→ What the task requires: Set every entry down again precisely.

→ Material to process:
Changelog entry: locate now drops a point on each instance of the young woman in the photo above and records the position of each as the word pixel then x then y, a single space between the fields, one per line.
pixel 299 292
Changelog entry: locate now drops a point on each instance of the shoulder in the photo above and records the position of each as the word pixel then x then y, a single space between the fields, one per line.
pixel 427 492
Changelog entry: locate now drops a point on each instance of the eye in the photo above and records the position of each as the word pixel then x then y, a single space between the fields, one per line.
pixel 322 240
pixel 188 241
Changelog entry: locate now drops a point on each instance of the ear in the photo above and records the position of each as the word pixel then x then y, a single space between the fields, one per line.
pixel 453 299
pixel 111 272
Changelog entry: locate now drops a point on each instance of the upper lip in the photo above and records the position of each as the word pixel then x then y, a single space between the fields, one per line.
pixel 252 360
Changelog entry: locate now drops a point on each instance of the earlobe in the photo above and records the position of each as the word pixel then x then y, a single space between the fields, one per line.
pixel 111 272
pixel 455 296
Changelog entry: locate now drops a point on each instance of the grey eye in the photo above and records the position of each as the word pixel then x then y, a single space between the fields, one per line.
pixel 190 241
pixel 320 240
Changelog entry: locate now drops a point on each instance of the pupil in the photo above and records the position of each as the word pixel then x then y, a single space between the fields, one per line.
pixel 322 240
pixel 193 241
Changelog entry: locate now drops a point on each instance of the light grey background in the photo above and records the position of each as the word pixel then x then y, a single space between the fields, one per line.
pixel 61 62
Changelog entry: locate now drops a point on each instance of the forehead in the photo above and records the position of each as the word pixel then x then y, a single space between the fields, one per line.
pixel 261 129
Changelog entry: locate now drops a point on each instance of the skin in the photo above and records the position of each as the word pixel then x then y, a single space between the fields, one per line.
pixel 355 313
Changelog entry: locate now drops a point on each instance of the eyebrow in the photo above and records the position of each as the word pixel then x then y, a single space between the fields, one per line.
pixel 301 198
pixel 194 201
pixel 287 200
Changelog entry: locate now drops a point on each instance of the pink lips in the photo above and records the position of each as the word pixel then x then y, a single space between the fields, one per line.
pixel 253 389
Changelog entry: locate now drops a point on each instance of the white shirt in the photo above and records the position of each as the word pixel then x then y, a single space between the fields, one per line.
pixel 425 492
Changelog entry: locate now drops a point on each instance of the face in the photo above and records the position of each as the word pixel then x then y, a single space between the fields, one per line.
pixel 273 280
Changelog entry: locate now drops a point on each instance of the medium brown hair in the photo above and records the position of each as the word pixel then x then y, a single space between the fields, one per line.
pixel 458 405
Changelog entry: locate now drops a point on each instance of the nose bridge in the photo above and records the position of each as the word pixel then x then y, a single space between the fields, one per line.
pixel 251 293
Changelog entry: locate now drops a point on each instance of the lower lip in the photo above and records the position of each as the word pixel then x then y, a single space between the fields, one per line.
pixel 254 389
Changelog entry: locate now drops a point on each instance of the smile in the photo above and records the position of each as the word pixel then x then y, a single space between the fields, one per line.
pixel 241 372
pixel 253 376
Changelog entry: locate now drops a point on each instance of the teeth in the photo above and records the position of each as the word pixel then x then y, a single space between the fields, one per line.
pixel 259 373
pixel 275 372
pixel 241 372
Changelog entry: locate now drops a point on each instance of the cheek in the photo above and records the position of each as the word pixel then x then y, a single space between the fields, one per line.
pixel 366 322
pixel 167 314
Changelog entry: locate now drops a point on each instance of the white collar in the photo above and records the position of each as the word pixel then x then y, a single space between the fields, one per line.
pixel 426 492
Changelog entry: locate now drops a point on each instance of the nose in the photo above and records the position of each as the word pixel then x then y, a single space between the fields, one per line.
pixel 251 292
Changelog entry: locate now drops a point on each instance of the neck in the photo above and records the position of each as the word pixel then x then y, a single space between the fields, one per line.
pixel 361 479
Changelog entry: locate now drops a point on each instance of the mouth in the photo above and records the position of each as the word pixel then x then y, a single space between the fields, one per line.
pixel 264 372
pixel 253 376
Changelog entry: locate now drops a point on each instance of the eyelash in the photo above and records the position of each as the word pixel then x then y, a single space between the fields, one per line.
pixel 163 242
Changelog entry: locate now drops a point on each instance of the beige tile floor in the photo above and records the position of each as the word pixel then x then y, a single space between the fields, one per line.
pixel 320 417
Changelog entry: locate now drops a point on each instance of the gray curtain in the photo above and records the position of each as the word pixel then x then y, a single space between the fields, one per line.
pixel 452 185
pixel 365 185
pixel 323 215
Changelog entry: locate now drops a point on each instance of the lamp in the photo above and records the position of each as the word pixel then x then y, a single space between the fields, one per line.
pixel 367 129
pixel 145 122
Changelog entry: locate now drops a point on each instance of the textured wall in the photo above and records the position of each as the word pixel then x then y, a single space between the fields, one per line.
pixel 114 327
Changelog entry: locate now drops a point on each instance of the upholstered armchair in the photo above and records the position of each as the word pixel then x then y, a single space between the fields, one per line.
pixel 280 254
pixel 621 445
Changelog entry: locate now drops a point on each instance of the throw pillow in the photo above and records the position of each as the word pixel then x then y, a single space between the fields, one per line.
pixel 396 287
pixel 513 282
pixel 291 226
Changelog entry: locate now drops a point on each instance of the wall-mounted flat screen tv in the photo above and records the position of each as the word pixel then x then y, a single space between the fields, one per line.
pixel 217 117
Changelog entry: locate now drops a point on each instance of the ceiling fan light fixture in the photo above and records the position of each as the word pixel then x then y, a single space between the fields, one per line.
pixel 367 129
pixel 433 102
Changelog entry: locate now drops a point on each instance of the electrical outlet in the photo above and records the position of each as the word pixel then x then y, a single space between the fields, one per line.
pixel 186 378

→ Response:
Changelog entry: locate now drops a point on each instance of the young woman in the photo above and records the position of each as the word pixel then x then y, a single space between the fields, one per line.
pixel 299 292
Changelog entry: locate now drops a point on each instance of the shoulder in the photo above and records the position of each as the word pixel then x then y, a single space between the fields, one per line.
pixel 427 492
Changelog entry: locate now drops a point on each instance of the eye in the photo above and records the position of each as the word pixel then x then y, a single space between the fields, one per line.
pixel 322 240
pixel 188 241
Changelog entry: locate now drops a point on each instance of the ear in the photo above and records the position of each as the word pixel then x then y, a single space between the fields, one per line.
pixel 453 299
pixel 111 272
Changelog entry: locate now drops a point on each instance of the upper lip in the photo above and records the position of each as the word pixel then x then y, a single space between the fields, one per line.
pixel 252 360
Changelog entry: locate now drops a point on each instance of the earlobe in the photo above and records the position of each as the word pixel then x then y, a single space between the fields, one per line.
pixel 111 272
pixel 455 296
Changelog entry: locate now drops a point on each instance of the grey eye in the photo above and records the position of each as the word pixel then x then y, a single space between the fields, one per line.
pixel 190 241
pixel 320 240
Changelog entry: locate now drops a point on each instance of the pupil in the photo above and records the position of each as the word pixel then x then y, a single space between the fields, one per line.
pixel 322 240
pixel 193 241
Changelog entry: locate now drops a point on each instance of the light grey background in the photo above and records the position of each as the word pixel then x then y, a single space between the fields, one per line.
pixel 61 62
Changelog entry: locate now drops a point on each instance of the forehead in the photo above and records the position of each as the word pixel then x then y, a single space between the fields, one per line.
pixel 261 129
Changelog entry: locate now drops a point on each instance of the skin in the photo above and records the position of each as the word pixel then x then y, a single space between the fields, one per line.
pixel 355 313
Changelog entry: locate now drops a point on each instance of the eyebrow in the photo above and records the position of each as the word pixel then x then y, a single space between the fields, one per line.
pixel 301 198
pixel 194 201
pixel 287 200
Changelog entry: locate now drops a point on each instance of the pink lips in the photo above and records the position of each as the word pixel then x then y, a single space between the fields, one per line.
pixel 253 389
Changelog entry: locate now drops a point on each instance of the white shirt in the photo above and records the position of each as the word pixel then x then y, a single space between the fields, one per line.
pixel 425 492
Changelog entry: locate now drops a point on each instance of the face in the photo above and records the position of each as the word pixel then x then y, a single space between the fields, one per line.
pixel 273 280
Changelog entry: locate now drops a point on each instance of the medium brown hair in the photo above and records the position of each as the word pixel then x then y, a single space between the fields, one per line.
pixel 458 405
Changelog entry: locate now drops a point on each instance of the nose bridge in the photo above and records the position of each as the word pixel then x then y, a single space between the fields, one per line.
pixel 251 293
Changelog entry: locate now drops a point on each instance of the lower lip in the photo above and records the position of each as the word pixel then x then y, a single space between the fields, one per line.
pixel 254 389
Changelog entry: locate now drops a point on each instance of the smile in the photo above and records the position of each as the word pixel then x then y, a single space between the fields, one per line.
pixel 241 372
pixel 253 376
Changelog entry: locate now drops a point on each instance of the teeth in the photo above and records the position of each as the word pixel then x then y, a single space between the fields, one per line.
pixel 259 373
pixel 275 372
pixel 241 372
Changelog entry: locate now drops a point on each instance of the cheek in the photo above and records the position of each as the word pixel then x then y, a single space between the fields, one per line.
pixel 366 322
pixel 167 314
Changelog entry: locate now drops a point on each instance of the white collar in the photo above and records the position of each as the word pixel then x then y, a single space between the fields, one per line.
pixel 426 492
Changelog entry: locate now drops a point on each instance of the nose in the photo above and records the position of each as the word pixel then x then y, a single space between the fields, one per line.
pixel 251 292
Changelog entry: locate now drops a point on each instance of the neck in the photo above and records the position of each as the word pixel then x then y, a single space between the fields, one per line.
pixel 361 479
Changelog entry: locate now drops a point on each instance of the mouth in the photo above and records the position of each as the word pixel then x then y, a single space between the fields, one per line.
pixel 264 372
pixel 253 376
Changelog entry: locate now drops a point on each instance of the eyelash in the photo above and records the position of each as the word pixel then x then y, a single space between the fields, one per line.
pixel 163 242
Changelog entry: locate now drops a point on each instance of the beige tile floor in the photo above and records the position of each as the word pixel then x then y, a single space between the fields, one per line.
pixel 320 417
Changelog entry: locate now drops a point on each instance of the gray curtain in the photo above and records the position of each as the word pixel then x then y, a single space between the fields, one per line.
pixel 452 185
pixel 365 185
pixel 323 215
Changelog entry: locate now drops a point on each instance of the lamp in the photo above and records the position of each as the word pixel then x then y, a single space between the fields, one per line.
pixel 367 129
pixel 145 122
Changelog entry: locate now drops a point on each instance of the textured wall in the photo above and records the position of each as the word pixel then x then y, a single space between the fields, one per line.
pixel 114 327
Changelog entry: locate now drops a point on each instance of the upholstered armchair in the photo above and records the position of each as the word pixel then x then y, a single space between the fields, one per line.
pixel 280 254
pixel 621 445
Changelog entry: locate now drops a point on each instance of the throw pillow in the photo above and records the position of each as the word pixel then x then y, a single space between the fields, one per line.
pixel 396 287
pixel 513 282
pixel 291 226
Changelog entry: locate now drops a point on each instance of the wall-mounted flat screen tv in the photo above and records the position of each as the word pixel then x then y, a single space between the fields, one per line.
pixel 217 117
Changelog entry: locate now drops a point on each instance of the ceiling fan light fixture in the photo above and records the position of each as the word pixel then x then y, a single space between the fields, one per line.
pixel 367 129
pixel 433 102
Changelog entry: locate now drops a point on each instance of the electrical outlet in the photo above and records the position of each as the word pixel then x then y, a single space between the fields, one per line.
pixel 186 378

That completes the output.